Task prompt => Top to bottom, give the entries again exactly as written.

Supplied material =>
◆ ◆ ◆ ◆
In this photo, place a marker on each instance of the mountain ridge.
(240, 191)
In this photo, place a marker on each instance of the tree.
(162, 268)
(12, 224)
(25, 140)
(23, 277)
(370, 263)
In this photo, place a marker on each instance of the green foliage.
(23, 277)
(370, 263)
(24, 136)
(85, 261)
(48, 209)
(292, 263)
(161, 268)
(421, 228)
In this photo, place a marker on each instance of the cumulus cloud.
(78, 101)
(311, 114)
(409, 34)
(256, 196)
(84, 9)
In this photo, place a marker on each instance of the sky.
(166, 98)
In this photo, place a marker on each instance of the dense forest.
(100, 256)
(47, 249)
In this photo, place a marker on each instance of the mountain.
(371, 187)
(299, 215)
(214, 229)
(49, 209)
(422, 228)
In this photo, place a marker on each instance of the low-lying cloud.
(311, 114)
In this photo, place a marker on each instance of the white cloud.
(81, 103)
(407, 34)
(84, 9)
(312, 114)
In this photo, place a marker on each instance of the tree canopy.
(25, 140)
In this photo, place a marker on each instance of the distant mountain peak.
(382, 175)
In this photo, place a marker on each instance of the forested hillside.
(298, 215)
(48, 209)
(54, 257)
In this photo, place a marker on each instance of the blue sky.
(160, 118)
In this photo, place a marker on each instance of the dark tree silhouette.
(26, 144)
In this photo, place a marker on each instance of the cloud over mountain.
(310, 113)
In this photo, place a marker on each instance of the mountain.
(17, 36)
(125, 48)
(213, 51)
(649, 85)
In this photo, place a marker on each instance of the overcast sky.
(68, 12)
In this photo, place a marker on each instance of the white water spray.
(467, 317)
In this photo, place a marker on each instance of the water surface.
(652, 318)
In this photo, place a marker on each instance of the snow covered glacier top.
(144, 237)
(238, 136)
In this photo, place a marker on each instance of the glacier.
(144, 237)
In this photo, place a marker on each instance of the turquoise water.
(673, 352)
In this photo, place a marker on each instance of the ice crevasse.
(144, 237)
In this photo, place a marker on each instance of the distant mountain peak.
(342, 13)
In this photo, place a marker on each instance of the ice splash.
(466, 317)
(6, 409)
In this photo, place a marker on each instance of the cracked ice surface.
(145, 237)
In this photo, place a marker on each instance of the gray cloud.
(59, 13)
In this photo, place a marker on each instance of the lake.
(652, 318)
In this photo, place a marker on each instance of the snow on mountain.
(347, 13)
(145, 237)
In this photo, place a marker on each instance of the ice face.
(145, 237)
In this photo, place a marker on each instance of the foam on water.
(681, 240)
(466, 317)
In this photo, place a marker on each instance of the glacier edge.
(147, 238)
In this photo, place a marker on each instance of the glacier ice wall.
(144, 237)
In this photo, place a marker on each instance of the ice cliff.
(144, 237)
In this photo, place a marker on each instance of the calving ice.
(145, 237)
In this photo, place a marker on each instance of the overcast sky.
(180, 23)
◆ ◆ ◆ ◆
Solved problem =>
In this photo, place a marker on each instance of the mountain ridge.
(240, 191)
In this photo, place a marker on each instance of the tree.
(162, 268)
(12, 224)
(25, 140)
(23, 277)
(370, 263)
In this photo, place a marker on each instance of the green foliage.
(23, 277)
(370, 263)
(24, 136)
(85, 261)
(48, 209)
(292, 263)
(161, 268)
(421, 228)
In this photo, place a marker on each instance of the cumulus cloud.
(78, 101)
(311, 114)
(409, 34)
(256, 196)
(84, 9)
In this photo, place a marker on each instance of the sky.
(166, 98)
In this photo, place a marker on each instance of the dense forest.
(100, 256)
(47, 249)
In this photo, place a marker on each instance of the mountain.
(371, 187)
(299, 215)
(214, 229)
(49, 209)
(422, 228)
In this photo, place a marker on each instance of the low-lying cloud.
(311, 114)
In this photo, place a marker on each instance of the white cloud.
(81, 103)
(407, 34)
(84, 9)
(312, 114)
In this photo, place a marker on each instance of the tree canopy.
(25, 140)
In this photo, place a marker on each instance of the distant mountain peak.
(382, 175)
In this photo, place a marker on each instance of the forested hillside.
(298, 215)
(48, 209)
(54, 257)
In this photo, place a marker on each instance of the blue sky.
(160, 118)
In this photo, place a marker on each instance of the dark tree silhouette.
(26, 144)
In this photo, place a marker on each instance of the cloud over mountain.
(310, 113)
In this photo, place a marker on each instance of the mountain.
(17, 36)
(125, 48)
(213, 51)
(649, 85)
In this photo, place a marker on each instance of the overcast sky.
(68, 12)
In this photo, place a marker on each instance of the white water spray.
(467, 317)
In this photo, place a marker on each instance of the water surface.
(652, 318)
In this photo, place a marker on each instance of the snow covered glacier top.
(144, 237)
(238, 136)
In this photo, place a marker on each instance of the glacier.
(144, 237)
In this photo, place a marker on each instance of the turquoise water.
(673, 352)
In this photo, place a marker on each instance of the ice crevasse.
(144, 237)
In this photo, place a marker on each instance of the distant mountain peak.
(342, 13)
In this photo, place a marker on each instance of the ice splash.
(466, 317)
(6, 409)
In this photo, place a marker on each instance of the cracked ice surface.
(145, 237)
In this photo, place a marker on each instance of the gray cloud.
(59, 13)
In this photo, place a marker on each instance of the lake.
(652, 318)
In this photo, place a marker on each instance of the snow on mountain.
(347, 13)
(145, 237)
In this photo, place a marker on each instance of the ice face.
(145, 237)
In this photo, place a marker on each instance of the foam on water.
(681, 240)
(466, 317)
In this photo, place a marker on each instance of the glacier edge.
(147, 238)
In this photo, place a marker on each instance of the glacier ice wall.
(144, 237)
In this photo, place a marker on each instance of the ice cliff.
(144, 237)
In this photo, place a marker on each instance of the calving ice.
(145, 237)
In this photo, place a marker on each instance of the overcast sky.
(180, 23)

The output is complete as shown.